EXTRACT -
((

Grassland paintings Marfa artist Malinda Beeman made in 2020 will be a part of the Border Biennial exhibition at the El Paso Museum of Art starting this Friday.

EL PASO — Paintings by Marfa artist Malinda Beeman will be on view at the El Paso Museum of Art beginning this Friday, December 15, as part of the 2024 Border Biennial exhibition.

Local artist Malinda Beeman in her studio. Two works of Beeman’s were selected for the El Paso Museum of Art’s 2024 Border Biennial exhibition opening this week. Photo courtesy of Malinda Beeman.

The juried exhibition features over 50 artists living on the U.S./Mexico border and explores their diverse experiences of gender, race, politics, the environment and more. Beeman, the only artist selected from the Big Bend area, will have two paintings of grasslands on view. 

Beeman has a masters degree in printmaking and taught at the University of Houston before moving to Marfa. She is known locally for her work at the Marfa Studio of Arts and with the Marfa Saturday Market. 

Both of Beeman’s selected works — 24 x 36 acrylic paintings titled “Indian Grasses” — were completed during the height of the COVID-19 pandemic, said Beeman. “It was a strange time to be an artist, wondering what to paint and why you should paint it,” she said.

))

DATA PROVIDED -
((

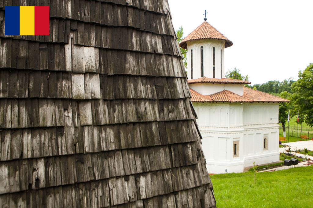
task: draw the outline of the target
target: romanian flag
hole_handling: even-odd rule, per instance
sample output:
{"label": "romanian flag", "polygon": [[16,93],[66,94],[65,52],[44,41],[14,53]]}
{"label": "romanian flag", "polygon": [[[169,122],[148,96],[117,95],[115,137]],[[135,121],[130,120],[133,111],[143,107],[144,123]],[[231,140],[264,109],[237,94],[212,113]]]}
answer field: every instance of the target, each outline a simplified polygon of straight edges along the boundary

))

EXERCISE OBJECTIVE - Please pull the passage of the Beeman article above that runs between "EL PASO — Paintings" and "Border Biennial exhibition.", inclusive, copying it word for word.

TASK RESULT -
EL PASO — Paintings by Marfa artist Malinda Beeman will be on view at the El Paso Museum of Art beginning this Friday, December 15, as part of the 2024 Border Biennial exhibition.